Dataset rows showing where objects appear
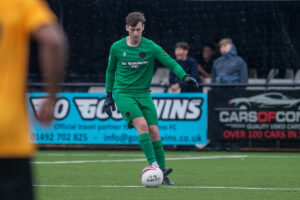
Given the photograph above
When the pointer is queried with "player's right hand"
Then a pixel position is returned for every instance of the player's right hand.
(109, 104)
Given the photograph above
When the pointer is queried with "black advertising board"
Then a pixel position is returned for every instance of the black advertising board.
(239, 114)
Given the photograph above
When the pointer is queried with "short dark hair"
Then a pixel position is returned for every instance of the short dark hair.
(225, 41)
(210, 45)
(134, 18)
(182, 45)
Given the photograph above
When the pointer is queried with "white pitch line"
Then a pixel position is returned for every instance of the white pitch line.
(137, 160)
(172, 187)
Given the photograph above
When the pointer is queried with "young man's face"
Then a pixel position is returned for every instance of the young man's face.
(225, 48)
(135, 32)
(181, 54)
(207, 52)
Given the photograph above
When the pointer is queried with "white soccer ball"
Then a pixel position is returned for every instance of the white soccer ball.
(152, 176)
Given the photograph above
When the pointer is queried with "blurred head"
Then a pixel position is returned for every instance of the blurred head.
(181, 50)
(208, 51)
(135, 25)
(225, 45)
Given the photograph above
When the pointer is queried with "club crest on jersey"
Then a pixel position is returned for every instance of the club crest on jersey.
(142, 54)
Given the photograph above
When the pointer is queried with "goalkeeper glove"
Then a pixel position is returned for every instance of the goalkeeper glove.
(190, 81)
(109, 104)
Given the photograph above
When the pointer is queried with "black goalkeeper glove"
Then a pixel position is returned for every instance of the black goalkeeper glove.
(191, 81)
(109, 104)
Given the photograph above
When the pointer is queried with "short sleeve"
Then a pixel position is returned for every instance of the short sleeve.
(38, 14)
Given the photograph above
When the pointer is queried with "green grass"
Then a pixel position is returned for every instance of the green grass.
(85, 181)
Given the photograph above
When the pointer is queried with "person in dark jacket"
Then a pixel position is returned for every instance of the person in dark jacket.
(189, 65)
(206, 61)
(229, 68)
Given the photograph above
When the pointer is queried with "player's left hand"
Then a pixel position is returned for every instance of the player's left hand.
(191, 81)
(109, 104)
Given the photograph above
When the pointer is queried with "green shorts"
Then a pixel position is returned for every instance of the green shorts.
(133, 106)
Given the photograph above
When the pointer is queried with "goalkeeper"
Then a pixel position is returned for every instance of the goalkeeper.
(128, 77)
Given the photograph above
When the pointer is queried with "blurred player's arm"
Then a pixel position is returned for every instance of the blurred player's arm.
(40, 22)
(52, 44)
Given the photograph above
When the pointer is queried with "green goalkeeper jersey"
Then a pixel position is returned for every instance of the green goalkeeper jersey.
(130, 69)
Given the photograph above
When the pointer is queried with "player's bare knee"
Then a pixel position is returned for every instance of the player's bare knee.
(142, 127)
(154, 133)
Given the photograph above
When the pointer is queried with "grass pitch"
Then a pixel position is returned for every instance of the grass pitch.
(93, 175)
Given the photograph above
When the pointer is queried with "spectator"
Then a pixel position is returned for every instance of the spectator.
(189, 65)
(229, 68)
(206, 61)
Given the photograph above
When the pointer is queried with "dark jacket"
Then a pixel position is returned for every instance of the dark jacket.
(230, 68)
(190, 67)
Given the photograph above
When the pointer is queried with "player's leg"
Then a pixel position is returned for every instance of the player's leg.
(15, 179)
(160, 153)
(149, 111)
(145, 140)
(134, 117)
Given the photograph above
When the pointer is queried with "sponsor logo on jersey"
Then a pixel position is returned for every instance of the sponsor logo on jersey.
(142, 54)
(135, 64)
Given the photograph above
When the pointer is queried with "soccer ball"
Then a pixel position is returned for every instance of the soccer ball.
(152, 176)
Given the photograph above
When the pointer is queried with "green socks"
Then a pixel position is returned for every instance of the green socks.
(159, 153)
(147, 147)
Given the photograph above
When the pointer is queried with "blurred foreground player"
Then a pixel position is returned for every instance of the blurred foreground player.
(128, 77)
(20, 20)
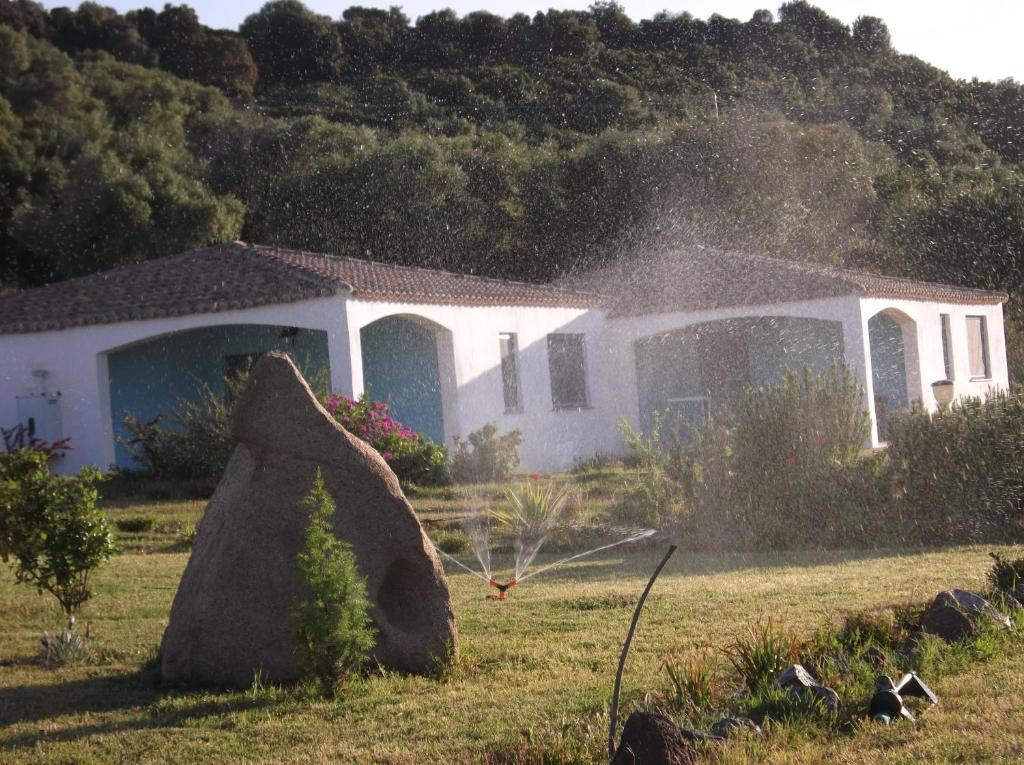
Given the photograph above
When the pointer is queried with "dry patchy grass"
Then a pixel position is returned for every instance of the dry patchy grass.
(534, 673)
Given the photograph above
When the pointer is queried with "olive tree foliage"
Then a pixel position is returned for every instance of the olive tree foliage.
(103, 173)
(50, 529)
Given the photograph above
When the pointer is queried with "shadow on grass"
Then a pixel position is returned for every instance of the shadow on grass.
(633, 563)
(136, 691)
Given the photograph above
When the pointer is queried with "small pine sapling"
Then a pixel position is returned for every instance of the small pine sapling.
(332, 626)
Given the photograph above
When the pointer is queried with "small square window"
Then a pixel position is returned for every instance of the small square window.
(566, 364)
(510, 371)
(977, 347)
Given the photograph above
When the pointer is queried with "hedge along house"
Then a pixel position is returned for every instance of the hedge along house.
(683, 332)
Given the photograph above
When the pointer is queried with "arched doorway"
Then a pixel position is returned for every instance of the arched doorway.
(704, 368)
(153, 376)
(889, 333)
(401, 367)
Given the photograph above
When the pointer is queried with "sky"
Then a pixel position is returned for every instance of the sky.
(977, 39)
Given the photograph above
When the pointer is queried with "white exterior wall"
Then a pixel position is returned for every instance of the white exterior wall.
(76, 362)
(928, 326)
(470, 364)
(553, 438)
(626, 331)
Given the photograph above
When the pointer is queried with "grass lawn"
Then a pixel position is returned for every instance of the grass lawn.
(532, 678)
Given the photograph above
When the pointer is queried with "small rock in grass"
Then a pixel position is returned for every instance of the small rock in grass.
(795, 677)
(732, 726)
(652, 738)
(953, 615)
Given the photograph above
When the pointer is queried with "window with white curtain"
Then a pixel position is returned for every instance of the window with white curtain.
(977, 347)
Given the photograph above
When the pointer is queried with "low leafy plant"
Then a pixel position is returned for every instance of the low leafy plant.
(957, 474)
(692, 683)
(654, 495)
(50, 528)
(762, 653)
(485, 456)
(1006, 576)
(66, 647)
(413, 457)
(332, 625)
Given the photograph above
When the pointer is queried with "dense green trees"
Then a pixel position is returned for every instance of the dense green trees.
(521, 146)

Directive
Collect every line in the rows above that contains the word "shadow". Case counts.

Response to this exercise
When the pointer is queried with "shadow on grass"
Then a pixel position is returned for every instance of the shadow on grass.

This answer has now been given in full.